■ Study text ■
BEGIN
Aortic stenosis (AS) is the most common valvular heart disease. Once symptomatic with severe
AS, outcome is poor unless the valve is replaced surgically or via transcatheter aortic valve
replacement (TAVR). Transthyretin amyloid (ATTR) deposits are common in the heart muscle in
up to 25% of octogenarians, and after an asymptomatic period of unknown duration, cause overt
heart failure and arrhythmias in a proportion of cases. The prevalence and impact of covert
ATTR amyloidosis in elderly individuals with AS are unknown. Detection would avoid
misdiagnosis, guide treatment and, potentially, improve outcomes. Recent data have shown that
echocardiography, cardiovascular magnetic resonance (CMR), computed tomography (CT), and DPD
scintigraphy, can identify ATTR amyloid deposits, but the clinical performance of these
various tests is unknown.
This study will investigate elderly patients with symptomatic severe AS using imaging to
explore ATTR amyloid in AS and determine its prevalence and impact on outcome.
END
In the study description above, what share of octogenarians can have transthyretin amyloid deposits in the heart muscle?

■ Source information ■
BEGIN
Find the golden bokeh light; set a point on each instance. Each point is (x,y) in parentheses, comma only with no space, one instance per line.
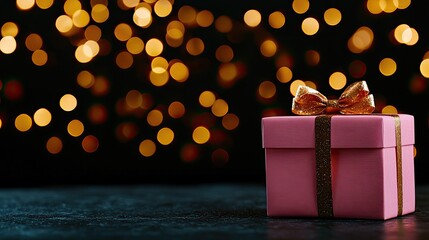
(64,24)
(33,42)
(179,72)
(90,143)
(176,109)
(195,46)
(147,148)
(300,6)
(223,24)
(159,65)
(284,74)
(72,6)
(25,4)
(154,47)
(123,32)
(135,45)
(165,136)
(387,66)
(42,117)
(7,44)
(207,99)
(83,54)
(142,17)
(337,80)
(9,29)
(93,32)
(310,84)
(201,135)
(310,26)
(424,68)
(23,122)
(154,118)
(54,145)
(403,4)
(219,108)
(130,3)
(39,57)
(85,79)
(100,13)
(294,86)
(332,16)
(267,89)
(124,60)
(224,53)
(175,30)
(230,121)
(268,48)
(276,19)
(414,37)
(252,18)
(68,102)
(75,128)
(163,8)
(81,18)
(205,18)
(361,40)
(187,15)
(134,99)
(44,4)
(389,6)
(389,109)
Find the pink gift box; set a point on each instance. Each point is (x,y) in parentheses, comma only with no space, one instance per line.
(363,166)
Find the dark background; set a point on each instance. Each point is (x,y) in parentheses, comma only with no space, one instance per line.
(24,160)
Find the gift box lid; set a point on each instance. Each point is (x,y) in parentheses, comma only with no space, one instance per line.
END
BEGIN
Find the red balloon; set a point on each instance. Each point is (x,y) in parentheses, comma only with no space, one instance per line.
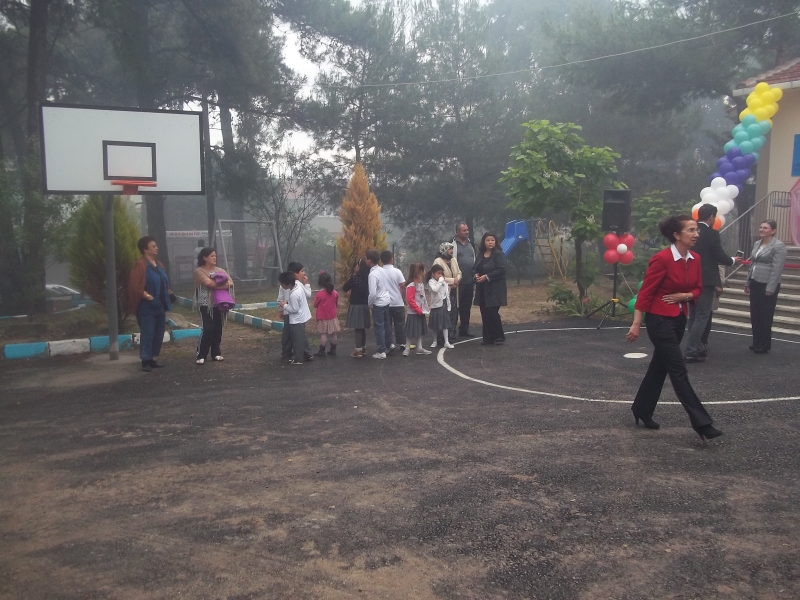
END
■ Output ■
Up to 25%